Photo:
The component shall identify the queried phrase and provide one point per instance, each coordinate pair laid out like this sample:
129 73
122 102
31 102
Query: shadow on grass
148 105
----------------
REQUIREMENTS
Copy out every row above in full, including the wording before each answer, and scale only the coordinates in the answers by 1.35, rounding each to a whole number with halves rounded up.

OUTPUT FOR THIS EXERCISE
Photo:
The component shall identify the queried phrase and provide one point per instance, each coordinate pair laid out like this sample:
129 73
122 102
31 102
Query: shadow on grass
200 142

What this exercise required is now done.